- _Tekstfragment_
______

De rechtbank acht zich onder de gegeven omstandigheden onvoldoende in staat thans een oordeel te vormen over het verzoek en zal de behandeling van het verzoek tot ontheffing van de vader uit het ouderlijk gezag aanhouden tot 1 januari 2005 pro forma in afwachting van de afloop van de strafzaak, of zoveel eerder als de afloop daarvan in de loop van dit jaar uit een onherroepelijke uitspraak zal blijken. Daarbij geeft de rechtbank de raad in overweging om, indien de vader tengevolge van de uitkomst van de strafzaak een aanzienlijk kortere of geen gevangenisstraf krijgt opgelegd, zijn standpunt omtrent de hechting van de minderjarige in het pleeggezin en omtrent het perspectief op terugplaatsing te onderbouwen in een aanvullende rapportage.’
10
De behandeling van het verzoek voor zover betrekking hebbende op het gezag van de vader is voortgezet op de zitting van de rechtbank 's‑Gravenhage van 4 juli 2006, nadat bij arrest van de Hoge Raad van 28 maart 2006 cassatieberoep tegen het arrest van het gerechtshof 's‑Gravenhage na verwijzing van 11 oktober 2004, houdende veroordeling wegens doodslag tot een gevangenisstraf van elf jaar en negen maanden, werd verworpen.

______

- _Opdrachten_
[A] Beantwoord deze vragen over het tekstfragment:
(i) Tot welke datum houdt de rechtbank de behandeling pro forma aan?
(ii) Op welke datum werd de behandeling voortgezet op de zitting van de rechtbank 's‑Gravenhage?
(iii) Welke gevangenisstraf noemt het arrest van het gerechtshof 's‑Gravenhage van 11 oktober 2004?
[B] Kun je het tekstfragment in twee zinnen samenvatten?
De regels die hierna staan, komen uit een andere bron dan het tekstfragment.

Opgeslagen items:

______

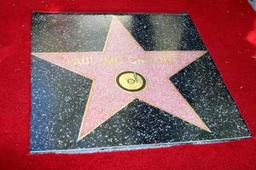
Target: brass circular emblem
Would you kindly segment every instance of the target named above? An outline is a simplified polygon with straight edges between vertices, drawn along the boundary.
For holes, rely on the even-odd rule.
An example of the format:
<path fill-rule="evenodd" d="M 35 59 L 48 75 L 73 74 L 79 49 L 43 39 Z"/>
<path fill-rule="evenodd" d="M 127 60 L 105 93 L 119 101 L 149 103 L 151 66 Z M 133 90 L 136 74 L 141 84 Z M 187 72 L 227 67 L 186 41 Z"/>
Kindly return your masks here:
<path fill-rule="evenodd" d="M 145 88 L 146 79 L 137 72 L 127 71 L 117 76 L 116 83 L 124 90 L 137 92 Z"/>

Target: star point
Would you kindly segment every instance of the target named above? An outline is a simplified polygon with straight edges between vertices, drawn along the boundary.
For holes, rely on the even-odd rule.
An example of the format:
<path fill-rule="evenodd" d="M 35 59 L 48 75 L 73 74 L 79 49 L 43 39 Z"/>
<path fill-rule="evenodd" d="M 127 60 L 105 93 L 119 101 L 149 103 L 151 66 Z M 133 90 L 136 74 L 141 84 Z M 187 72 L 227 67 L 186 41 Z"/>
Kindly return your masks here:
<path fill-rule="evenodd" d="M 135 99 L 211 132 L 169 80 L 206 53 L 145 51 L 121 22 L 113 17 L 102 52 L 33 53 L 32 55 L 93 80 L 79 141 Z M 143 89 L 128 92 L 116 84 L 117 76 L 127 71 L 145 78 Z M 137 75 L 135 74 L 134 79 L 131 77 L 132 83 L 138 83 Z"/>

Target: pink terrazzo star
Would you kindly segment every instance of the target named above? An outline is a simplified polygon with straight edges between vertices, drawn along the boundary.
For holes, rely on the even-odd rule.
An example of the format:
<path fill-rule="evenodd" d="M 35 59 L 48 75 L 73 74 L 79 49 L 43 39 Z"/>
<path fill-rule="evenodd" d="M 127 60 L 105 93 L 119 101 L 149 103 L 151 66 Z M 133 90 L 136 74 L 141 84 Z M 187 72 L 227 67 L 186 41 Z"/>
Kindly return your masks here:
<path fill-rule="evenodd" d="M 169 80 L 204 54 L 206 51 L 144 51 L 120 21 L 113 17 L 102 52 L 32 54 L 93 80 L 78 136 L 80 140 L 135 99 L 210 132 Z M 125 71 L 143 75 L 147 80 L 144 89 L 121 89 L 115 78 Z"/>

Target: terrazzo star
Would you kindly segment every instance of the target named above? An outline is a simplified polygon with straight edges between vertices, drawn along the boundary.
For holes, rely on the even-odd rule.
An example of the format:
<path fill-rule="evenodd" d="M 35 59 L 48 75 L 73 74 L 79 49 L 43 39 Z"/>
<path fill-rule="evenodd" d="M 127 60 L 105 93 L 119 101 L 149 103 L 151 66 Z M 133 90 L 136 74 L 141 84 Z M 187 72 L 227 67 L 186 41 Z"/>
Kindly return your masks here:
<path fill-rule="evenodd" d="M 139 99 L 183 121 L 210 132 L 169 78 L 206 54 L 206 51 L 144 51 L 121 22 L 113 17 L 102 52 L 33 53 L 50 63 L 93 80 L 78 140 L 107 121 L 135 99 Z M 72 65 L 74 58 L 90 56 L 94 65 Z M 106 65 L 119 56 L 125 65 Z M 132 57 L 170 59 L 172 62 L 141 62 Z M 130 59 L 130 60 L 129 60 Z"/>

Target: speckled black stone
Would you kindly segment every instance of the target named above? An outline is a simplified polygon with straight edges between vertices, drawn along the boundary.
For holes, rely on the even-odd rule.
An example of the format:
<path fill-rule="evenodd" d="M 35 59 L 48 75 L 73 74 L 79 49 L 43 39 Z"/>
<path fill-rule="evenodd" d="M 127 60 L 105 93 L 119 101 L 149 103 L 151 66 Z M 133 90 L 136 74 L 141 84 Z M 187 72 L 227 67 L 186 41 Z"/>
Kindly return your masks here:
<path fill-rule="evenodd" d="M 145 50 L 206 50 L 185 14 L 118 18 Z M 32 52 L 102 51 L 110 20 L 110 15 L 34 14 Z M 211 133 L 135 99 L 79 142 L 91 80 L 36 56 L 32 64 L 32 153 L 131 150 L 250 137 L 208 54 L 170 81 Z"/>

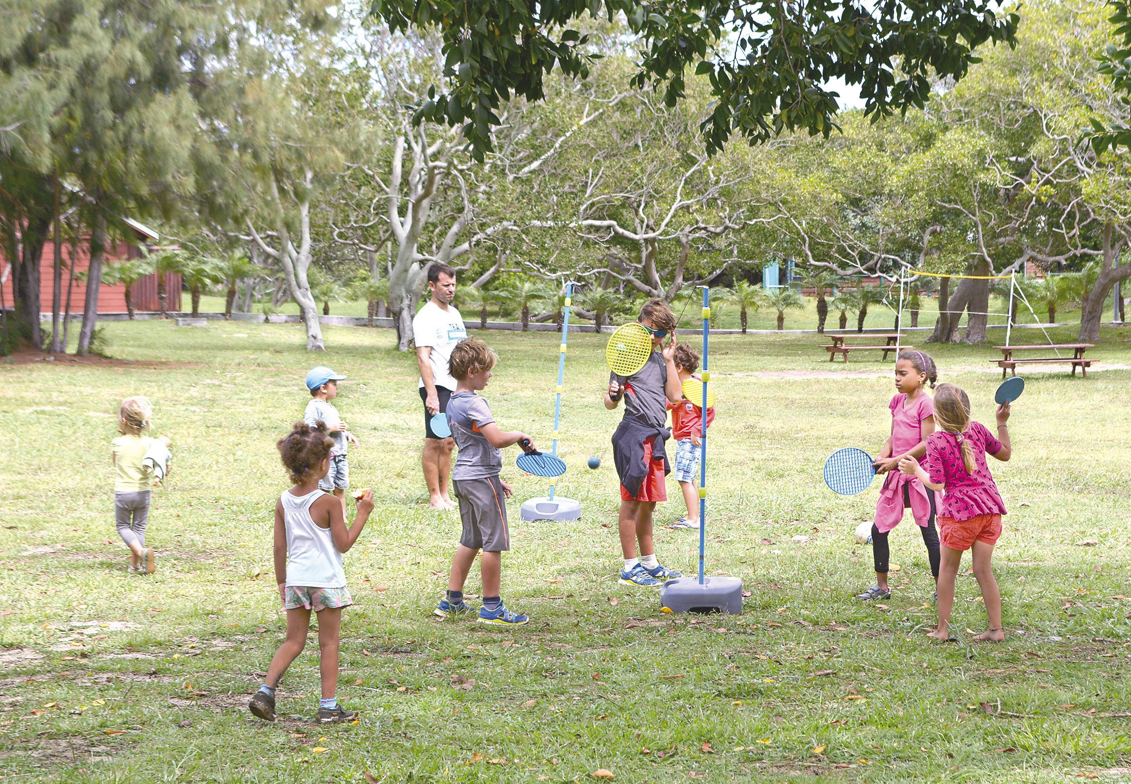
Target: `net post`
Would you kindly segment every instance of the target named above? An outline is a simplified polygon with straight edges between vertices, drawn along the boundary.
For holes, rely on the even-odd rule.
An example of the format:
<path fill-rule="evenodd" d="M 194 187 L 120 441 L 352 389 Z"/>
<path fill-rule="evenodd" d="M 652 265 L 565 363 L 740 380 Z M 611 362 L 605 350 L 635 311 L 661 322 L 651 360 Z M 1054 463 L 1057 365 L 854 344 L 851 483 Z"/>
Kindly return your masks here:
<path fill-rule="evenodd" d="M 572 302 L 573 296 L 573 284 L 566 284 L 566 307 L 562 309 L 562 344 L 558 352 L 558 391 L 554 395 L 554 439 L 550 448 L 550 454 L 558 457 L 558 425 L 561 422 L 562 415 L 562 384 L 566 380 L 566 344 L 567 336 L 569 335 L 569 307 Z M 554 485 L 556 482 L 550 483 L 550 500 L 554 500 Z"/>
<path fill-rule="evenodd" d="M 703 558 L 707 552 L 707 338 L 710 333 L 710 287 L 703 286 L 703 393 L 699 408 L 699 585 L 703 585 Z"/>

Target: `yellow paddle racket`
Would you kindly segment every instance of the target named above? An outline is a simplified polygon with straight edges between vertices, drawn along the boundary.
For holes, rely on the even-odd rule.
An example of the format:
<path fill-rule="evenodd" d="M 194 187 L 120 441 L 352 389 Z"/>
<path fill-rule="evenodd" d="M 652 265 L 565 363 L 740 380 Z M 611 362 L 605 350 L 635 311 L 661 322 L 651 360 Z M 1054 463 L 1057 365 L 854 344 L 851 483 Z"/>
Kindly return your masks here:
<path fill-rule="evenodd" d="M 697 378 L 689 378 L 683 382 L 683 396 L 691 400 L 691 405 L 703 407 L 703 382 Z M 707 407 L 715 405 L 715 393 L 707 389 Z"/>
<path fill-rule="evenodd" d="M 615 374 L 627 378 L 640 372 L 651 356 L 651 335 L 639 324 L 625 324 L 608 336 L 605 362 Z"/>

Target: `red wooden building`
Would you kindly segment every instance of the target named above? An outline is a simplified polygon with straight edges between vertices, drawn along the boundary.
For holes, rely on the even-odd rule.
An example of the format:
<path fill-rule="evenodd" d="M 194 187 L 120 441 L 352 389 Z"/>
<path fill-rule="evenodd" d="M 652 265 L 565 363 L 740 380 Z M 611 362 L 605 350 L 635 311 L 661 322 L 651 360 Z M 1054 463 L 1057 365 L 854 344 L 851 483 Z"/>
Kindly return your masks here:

______

- _Volledige uitwerkingen_
[A]
(i) Tot 1 januari 2005.
(ii) Op 4 juli 2006.
(iii) Elf jaar en negen maanden, wegens doodslag.

[B] De rechtbank houdt de behandeling van het verzoek tot ontheffing van de vader uit het ouderlijk gezag pro forma aan tot 1 januari 2005, in afwachting van de afloop van de strafzaak. Volgens het fragment is de behandeling voortgezet op de zitting van 4 juli 2006, nadat de Hoge Raad op 28 maart 2006 het cassatieberoep had verworpen tegen het arrest van 11 oktober 2004 met een veroordeling wegens doodslag tot elf jaar en negen maanden gevangenisstraf.